▶ [TUJUAN]:
(1) Dalam tulisan tentang pidana mati di Indonesia, pasal KUHP manakah yang menyatakan macam-macam bentuk pidana?
(2) Salin kata demi kata bagian tulisan tentang pidana mati di Indonesia yang dibuka dengan kata-kata "Hukum positif Indonesia" dan ditutup dengan "urutan yang pertama.".
(3) Lanjutkan tulisan tentang permasalahan pidana mati di Indonesia, mulai dari kalimat sesudah kalimat terakhirnya.

___ TEKS YANG DIBERIKAN

Sabtu, 26 Februari 2011

PERMASALAHAN PIDANA MATI DI INDONESIA

Hukum positif Indonesia kita mengenal dengan adanya pidana mati. KUHP Bab II mengenai Pidana, pasal 10 menyatakan mengenai macam-macam bentuk pidana, yaitu terdiri dari pidana pokok dan pidana tambahan. Pidana mati termasuk jenis pidana pokok yang menempati urutan yang pertama.

Peraturan perundang-undang yang lain yang ada di Indonesia, juga banyak yang mencantumkan ancaman pemidanaan berupa pidana mati, misalkan Undang-undang No. 7/Drt/1955 tentang Tindak Pidana Ekonomi, Undang-undang No. 22 tahun 1997 tentang Tindak Pidana Narkotik dan Psikotropika, Undang-undang No. 31 tahun 1999 yang telah diubah dengan Undang-undang No. 20 tahun 2001 tentang Tindak Pidana Korupsi, Undang-undang No. 26 tahun 2000 tentang Tindak Pidana Terhadap Hak Asasi Manusia, Perpu Pemberantasan Tindak Pidana Terorisme yang telah disahkan menjadi Undang-undang.

______
___ ENTRI DATA

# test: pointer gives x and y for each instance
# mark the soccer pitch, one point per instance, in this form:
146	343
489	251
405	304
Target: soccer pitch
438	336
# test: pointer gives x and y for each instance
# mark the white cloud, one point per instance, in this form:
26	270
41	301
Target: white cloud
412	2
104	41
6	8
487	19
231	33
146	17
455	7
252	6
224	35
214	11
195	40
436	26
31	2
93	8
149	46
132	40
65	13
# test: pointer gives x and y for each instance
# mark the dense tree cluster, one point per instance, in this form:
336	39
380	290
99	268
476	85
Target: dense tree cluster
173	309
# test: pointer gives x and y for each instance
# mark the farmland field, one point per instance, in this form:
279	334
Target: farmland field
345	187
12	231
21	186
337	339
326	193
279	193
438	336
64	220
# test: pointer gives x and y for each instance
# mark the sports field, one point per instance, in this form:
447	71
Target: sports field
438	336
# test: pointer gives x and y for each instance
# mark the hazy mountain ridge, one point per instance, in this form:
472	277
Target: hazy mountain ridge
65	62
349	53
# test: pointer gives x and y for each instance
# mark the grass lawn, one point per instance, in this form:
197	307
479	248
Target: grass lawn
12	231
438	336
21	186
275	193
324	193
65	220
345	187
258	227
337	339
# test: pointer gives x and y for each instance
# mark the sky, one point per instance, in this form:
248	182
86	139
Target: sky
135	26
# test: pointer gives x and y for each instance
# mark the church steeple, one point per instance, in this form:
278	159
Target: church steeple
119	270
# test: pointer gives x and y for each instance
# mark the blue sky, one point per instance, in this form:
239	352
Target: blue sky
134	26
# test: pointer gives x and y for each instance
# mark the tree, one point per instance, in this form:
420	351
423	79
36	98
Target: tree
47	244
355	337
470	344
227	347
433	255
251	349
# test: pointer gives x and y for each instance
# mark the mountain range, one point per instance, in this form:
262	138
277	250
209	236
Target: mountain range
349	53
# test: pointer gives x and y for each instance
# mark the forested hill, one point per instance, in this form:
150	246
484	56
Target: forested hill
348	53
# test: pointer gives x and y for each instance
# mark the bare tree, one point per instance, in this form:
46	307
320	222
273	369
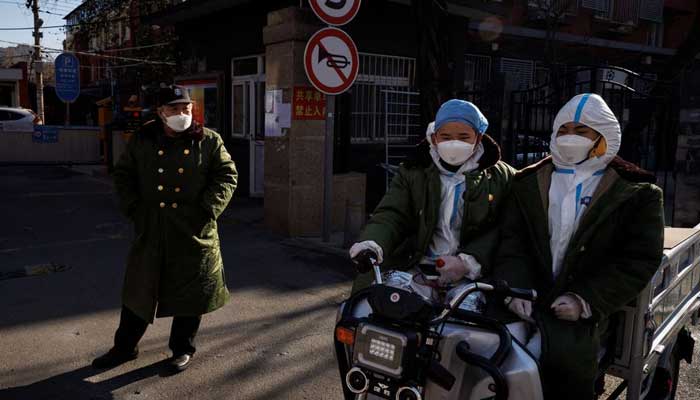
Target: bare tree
552	13
107	21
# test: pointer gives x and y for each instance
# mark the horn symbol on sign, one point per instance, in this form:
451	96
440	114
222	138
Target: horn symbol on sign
336	5
332	60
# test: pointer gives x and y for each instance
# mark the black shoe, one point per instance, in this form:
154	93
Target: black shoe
114	358
180	362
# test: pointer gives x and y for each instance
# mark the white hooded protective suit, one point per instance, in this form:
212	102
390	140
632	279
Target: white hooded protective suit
572	184
447	233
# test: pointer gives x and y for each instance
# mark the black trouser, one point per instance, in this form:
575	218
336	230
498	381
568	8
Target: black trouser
132	327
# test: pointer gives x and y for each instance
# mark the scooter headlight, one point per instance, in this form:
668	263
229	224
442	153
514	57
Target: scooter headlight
380	350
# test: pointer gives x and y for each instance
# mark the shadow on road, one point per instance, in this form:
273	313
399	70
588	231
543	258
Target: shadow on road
74	384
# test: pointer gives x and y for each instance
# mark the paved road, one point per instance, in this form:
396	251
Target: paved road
272	341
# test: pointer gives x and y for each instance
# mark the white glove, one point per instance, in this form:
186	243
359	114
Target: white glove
358	248
452	269
567	307
473	266
521	308
456	268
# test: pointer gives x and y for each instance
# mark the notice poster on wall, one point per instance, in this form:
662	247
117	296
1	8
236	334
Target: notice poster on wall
278	115
308	104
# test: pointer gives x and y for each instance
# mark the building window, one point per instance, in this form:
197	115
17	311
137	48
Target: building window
655	35
477	72
518	73
651	10
383	104
602	6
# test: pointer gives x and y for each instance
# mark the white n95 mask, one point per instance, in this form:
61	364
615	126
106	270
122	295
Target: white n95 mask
179	123
574	148
455	152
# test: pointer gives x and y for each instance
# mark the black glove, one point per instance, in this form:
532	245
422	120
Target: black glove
363	261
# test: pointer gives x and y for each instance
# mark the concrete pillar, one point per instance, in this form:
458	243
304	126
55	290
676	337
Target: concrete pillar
294	161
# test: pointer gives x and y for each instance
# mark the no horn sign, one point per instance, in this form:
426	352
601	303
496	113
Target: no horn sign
331	61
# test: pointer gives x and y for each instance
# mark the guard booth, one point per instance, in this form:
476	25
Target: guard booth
247	119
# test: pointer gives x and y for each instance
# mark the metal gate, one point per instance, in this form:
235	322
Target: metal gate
531	114
402	129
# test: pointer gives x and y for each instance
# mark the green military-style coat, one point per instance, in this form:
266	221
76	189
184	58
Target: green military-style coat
173	190
611	257
404	222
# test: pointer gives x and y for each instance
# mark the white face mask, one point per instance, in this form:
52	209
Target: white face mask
455	152
574	148
178	123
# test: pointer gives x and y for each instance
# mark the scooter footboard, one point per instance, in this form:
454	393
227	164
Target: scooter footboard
519	368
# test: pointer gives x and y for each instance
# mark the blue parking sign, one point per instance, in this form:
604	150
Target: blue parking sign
45	134
67	77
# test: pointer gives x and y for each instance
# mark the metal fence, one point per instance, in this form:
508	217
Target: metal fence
531	114
381	79
51	145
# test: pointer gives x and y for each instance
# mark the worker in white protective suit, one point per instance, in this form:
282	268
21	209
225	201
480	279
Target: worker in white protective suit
440	219
584	228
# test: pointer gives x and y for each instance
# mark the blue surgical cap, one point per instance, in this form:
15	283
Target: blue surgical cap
461	111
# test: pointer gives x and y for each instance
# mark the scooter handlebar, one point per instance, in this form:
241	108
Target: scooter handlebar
502	288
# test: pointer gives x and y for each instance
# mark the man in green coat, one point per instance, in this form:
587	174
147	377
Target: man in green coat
584	228
173	182
444	211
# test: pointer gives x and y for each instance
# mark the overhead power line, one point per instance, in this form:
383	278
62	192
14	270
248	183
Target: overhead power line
49	49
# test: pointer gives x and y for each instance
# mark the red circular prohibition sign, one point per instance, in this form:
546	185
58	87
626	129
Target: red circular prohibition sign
331	20
314	42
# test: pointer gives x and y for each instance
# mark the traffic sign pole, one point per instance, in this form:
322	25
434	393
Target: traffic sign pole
331	62
328	169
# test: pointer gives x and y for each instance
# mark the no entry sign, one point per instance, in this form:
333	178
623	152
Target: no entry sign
335	12
331	61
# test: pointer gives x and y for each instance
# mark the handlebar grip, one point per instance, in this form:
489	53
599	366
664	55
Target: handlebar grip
364	261
525	294
502	288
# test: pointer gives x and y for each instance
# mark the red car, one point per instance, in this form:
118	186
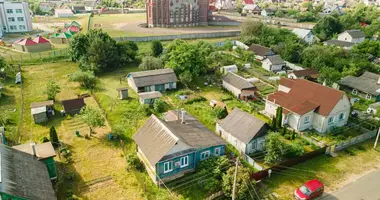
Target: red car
310	190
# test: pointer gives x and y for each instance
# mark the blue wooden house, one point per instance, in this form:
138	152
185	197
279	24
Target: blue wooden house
174	146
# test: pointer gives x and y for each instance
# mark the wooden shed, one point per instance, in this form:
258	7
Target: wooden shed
41	111
123	93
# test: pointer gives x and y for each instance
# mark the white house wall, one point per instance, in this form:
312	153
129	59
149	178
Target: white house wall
231	88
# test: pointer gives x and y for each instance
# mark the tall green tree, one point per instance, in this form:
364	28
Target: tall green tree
326	27
274	147
243	183
54	137
92	117
52	89
156	48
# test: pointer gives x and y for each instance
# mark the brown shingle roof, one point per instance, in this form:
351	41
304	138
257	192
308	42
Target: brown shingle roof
260	50
237	81
307	72
243	126
305	96
73	104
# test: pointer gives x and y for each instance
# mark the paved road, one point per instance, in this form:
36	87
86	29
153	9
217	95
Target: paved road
364	188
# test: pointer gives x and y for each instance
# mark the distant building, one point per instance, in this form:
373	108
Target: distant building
152	80
174	13
62	13
15	17
305	34
266	12
273	63
354	36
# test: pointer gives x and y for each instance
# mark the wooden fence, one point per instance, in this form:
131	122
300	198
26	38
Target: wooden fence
288	163
214	196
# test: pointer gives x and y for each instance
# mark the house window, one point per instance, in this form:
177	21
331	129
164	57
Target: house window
341	116
168	167
217	151
354	92
185	161
331	120
306	120
205	155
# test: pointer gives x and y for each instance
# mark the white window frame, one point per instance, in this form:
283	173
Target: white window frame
354	92
205	153
217	149
306	120
332	120
341	119
169	168
185	158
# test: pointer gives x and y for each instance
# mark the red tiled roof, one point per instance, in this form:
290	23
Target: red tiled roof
40	39
305	96
27	42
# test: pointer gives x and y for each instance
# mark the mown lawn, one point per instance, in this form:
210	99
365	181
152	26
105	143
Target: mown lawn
331	171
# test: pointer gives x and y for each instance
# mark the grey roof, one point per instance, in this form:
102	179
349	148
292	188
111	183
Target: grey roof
40	104
237	81
356	33
153	77
276	60
339	43
302	33
150	95
156	137
366	83
243	126
24	176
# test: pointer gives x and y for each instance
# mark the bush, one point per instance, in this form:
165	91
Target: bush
196	99
145	108
220	113
134	162
159	106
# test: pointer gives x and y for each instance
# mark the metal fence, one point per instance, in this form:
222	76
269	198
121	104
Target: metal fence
35	57
181	36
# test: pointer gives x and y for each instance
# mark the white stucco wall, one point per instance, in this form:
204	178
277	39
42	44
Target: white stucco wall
231	88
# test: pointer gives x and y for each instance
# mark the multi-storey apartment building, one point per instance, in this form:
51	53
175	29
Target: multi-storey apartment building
14	17
177	13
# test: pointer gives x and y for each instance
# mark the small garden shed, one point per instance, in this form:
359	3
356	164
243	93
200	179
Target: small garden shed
149	97
42	110
123	93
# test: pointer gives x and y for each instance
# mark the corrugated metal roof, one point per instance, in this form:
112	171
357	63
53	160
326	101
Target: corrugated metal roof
237	81
23	176
243	126
153	77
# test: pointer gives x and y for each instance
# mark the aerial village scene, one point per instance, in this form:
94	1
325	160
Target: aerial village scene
189	99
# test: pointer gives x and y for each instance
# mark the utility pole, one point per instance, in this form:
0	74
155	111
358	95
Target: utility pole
377	138
233	189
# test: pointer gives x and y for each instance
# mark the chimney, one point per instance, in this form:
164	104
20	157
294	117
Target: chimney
183	115
33	145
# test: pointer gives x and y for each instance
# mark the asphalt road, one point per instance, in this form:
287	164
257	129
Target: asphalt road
364	188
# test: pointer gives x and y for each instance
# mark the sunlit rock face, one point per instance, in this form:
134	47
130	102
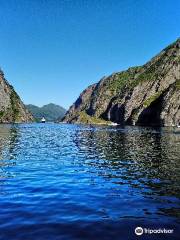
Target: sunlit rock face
12	108
148	95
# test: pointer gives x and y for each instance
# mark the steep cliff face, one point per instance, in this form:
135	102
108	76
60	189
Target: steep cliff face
11	107
148	95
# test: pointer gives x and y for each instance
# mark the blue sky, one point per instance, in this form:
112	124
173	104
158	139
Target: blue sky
51	50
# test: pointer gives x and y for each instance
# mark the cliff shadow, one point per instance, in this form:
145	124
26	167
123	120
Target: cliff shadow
151	116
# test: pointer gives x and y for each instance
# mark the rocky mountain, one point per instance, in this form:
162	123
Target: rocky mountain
147	95
51	112
12	108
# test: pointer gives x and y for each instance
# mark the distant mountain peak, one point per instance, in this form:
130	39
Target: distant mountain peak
51	112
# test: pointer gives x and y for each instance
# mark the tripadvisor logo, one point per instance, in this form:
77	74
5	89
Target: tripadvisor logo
139	231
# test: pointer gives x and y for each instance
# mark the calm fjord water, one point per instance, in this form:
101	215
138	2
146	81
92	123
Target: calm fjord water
61	181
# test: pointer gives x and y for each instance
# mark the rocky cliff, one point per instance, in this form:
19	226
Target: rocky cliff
11	107
148	95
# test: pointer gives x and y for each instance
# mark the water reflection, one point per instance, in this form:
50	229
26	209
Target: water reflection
146	159
82	176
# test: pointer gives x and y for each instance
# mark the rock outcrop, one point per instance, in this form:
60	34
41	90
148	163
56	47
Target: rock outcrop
12	110
148	95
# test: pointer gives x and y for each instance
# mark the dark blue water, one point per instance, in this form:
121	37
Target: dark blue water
61	181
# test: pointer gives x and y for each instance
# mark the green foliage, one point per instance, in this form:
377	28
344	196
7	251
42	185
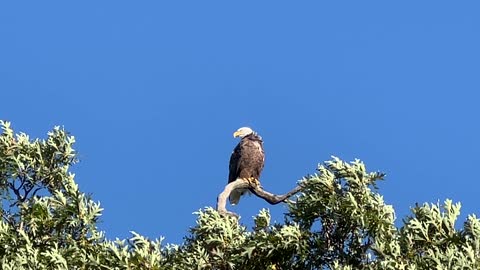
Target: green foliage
338	221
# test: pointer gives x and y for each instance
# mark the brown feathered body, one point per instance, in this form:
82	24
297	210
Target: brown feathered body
246	161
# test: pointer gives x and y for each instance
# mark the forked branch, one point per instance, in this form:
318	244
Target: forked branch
255	189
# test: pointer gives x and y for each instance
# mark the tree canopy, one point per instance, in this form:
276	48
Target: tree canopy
338	221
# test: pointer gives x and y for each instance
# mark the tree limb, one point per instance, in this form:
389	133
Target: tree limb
255	189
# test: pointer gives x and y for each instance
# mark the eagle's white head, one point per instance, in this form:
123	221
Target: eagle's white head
242	132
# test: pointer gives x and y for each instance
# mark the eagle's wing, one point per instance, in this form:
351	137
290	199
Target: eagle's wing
234	163
246	161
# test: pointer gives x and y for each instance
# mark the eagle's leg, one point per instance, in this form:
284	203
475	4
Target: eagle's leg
222	198
253	182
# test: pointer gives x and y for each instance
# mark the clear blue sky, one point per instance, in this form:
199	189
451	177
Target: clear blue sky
153	91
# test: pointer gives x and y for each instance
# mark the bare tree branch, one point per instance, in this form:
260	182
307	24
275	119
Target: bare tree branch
255	189
272	198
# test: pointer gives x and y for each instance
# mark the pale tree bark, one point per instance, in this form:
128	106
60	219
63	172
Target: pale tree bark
255	189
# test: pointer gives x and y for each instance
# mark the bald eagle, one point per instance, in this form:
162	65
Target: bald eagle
246	161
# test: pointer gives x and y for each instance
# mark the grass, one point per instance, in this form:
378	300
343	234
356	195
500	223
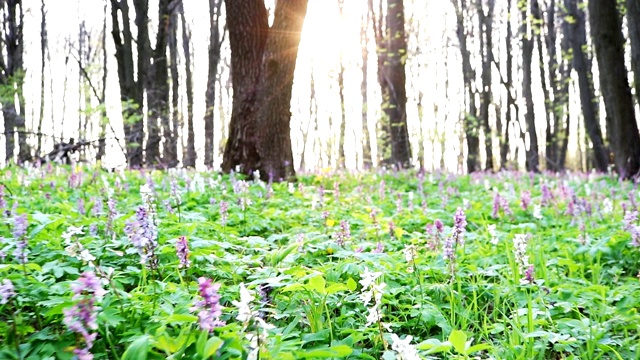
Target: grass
303	251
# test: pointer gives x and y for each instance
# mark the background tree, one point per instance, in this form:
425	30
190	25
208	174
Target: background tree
263	61
622	128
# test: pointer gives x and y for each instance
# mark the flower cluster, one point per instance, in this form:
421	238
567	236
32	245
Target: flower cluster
209	306
344	234
182	250
630	220
143	234
81	317
372	293
6	291
20	236
522	259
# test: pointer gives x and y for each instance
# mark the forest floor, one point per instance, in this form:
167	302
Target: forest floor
386	265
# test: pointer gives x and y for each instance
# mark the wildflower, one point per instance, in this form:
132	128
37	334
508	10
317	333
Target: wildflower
491	228
405	350
143	234
344	234
525	199
537	212
6	291
209	306
182	250
19	234
81	317
224	212
522	259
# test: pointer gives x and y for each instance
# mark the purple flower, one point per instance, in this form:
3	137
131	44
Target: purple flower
209	306
6	291
81	318
525	199
19	235
182	250
343	234
143	234
224	212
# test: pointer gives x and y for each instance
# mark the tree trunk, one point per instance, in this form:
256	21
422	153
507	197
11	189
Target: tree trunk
190	158
367	162
621	122
263	61
157	84
470	123
582	65
633	23
486	48
527	54
171	148
131	91
210	94
43	53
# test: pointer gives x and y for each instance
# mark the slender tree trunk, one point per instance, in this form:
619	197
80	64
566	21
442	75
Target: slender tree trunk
470	123
527	54
171	154
582	65
633	23
367	162
131	91
622	128
43	53
486	48
190	158
210	94
263	61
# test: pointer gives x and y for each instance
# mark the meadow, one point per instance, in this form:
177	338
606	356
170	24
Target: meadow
385	265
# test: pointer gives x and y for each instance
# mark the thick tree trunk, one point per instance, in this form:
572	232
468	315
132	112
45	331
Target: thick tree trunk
527	54
263	61
582	65
621	121
210	94
633	23
190	158
470	123
395	84
157	85
131	91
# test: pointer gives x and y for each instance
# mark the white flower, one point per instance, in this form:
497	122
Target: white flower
491	228
537	212
405	350
244	310
607	206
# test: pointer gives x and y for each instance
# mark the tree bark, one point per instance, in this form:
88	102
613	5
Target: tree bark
486	48
532	162
633	23
263	61
470	122
131	90
190	158
606	32
582	64
367	162
210	94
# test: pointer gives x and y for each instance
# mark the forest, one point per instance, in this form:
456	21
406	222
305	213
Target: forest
319	179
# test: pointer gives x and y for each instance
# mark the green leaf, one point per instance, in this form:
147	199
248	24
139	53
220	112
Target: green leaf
317	284
458	339
138	349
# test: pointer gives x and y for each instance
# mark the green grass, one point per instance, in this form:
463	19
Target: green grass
582	304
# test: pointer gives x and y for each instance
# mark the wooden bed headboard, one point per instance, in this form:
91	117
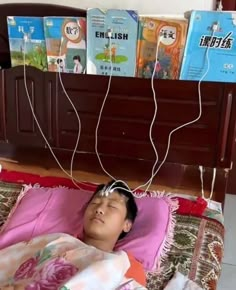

______

▶ [KUMPULAN JAWABAN]:
(1) Pasal 10 KUHP.

(2)
Hukum positif Indonesia kita mengenal dengan adanya pidana mati. KUHP Bab II mengenai Pidana, pasal 10 menyatakan mengenai macam-macam bentuk pidana, yaitu terdiri dari pidana pokok dan pidana tambahan. Pidana mati termasuk jenis pidana pokok yang menempati urutan yang pertama.

(3)
Namun perdebatan muncul ketika banyak orang yang mulai menanyakan apakah  pidana mati masih relevan atau layak diterapkan sebagai suatu hukuman di Indonesia. Pertanyaan tersebut dilontarkan bukan tanpa alasan, namun kebanyakan dari mereka menganggap pidana mati melanggar Hak Asasi Manusia (HAM) yaitu hak untuk hidup. Hak itu terdapat dalam UUD 1945 pasal 28A yang mengatakan “setiap orang berhak untuk hidup serta berhak mempertahankan hidup dan kehidupannya”. Sehingga mereka menganggap bahwa hak hidup merupakan hak yang paling mendasar dan tidak dapat dikurangi dalam keadaan apapun.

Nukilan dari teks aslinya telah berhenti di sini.